## [Work to complete]
A: In the article on the bar opinions, who is named as the ISBA General Counsel?
B: Rewrite the passage of the bar opinions article starting with "ISBA General Counsel" and going on through "officer or adjudicator.", replacing "Professional Conduct Committee" with "Ethics Committee".
C: Decide whether each statement agrees with the bar opinions article, answering yes or no and quoting the words that settle it: (i) Opinion 13-07 allows an attorney to act as a municipality's prosecuting attorney and its hearing officer at the same time. (ii) The opinions received "overwhelming support" from the ISBA Professional Conduct Committee. (iii) One of the topics covered was attorney communications with governmental officials who are represented by counsel.

## START Source text

The ISBA recently issued formal opinions on legal matters involving "foreign" immigration lawyers, municipal prosecutors and adjudicators, and attorney communications with governmental officials who are represented by counsel.
ISBA General Counsel Charles J. Northrup said the opinions received "overwhelming support" from the ISBA Professional Conduct Committee, which is attempting to provide guidance for Illinois lawyers on attorney-conduct issues that are not clearly explained in the relevant statutes, prior court decisions, or opinions from other bar groups.
No serving simultaneously as municipal prosecutor, hearing officer
In opinion 13-07, the Professional Conduct Committee determined that Illinois Rules of Professional Conduct, including the canons that apply to judges and administrative hearing officers, prohibit an attorney from being a municipality's prosecuting attorney while also serving as the municipal hearing officer or adjudicator.

## END Source text
## START Material provided

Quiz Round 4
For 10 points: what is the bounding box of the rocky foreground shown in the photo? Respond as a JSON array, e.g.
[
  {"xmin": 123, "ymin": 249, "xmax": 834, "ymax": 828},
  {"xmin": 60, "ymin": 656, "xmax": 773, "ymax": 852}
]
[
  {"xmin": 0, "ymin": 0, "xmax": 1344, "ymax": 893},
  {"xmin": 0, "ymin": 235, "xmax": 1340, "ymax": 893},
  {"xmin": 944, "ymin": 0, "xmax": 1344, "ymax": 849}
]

## END Material provided

## [Answers in order]
A: Charles J. Northrup

B:
ISBA General Counsel Charles J. Northrup said the opinions received "overwhelming support" from the ISBA Ethics Committee, which is attempting to provide guidance for Illinois lawyers on attorney-conduct issues that are not clearly explained in the relevant statutes, prior court decisions, or opinions from other bar groups.
No serving simultaneously as municipal prosecutor, hearing officer
In opinion 13-07, the Ethics Committee determined that Illinois Rules of Professional Conduct, including the canons that apply to judges and administrative hearing officers, prohibit an attorney from being a municipality's prosecuting attorney while also serving as the municipal hearing officer or adjudicator.

C:
(i) No: "prohibit an attorney from being a municipality's prosecuting attorney while also serving as the municipal hearing officer or adjudicator"
(ii) Yes: "the opinions received "overwhelming support" from the ISBA Professional Conduct Committee"
(iii) Yes: "attorney communications with governmental officials who are represented by counsel"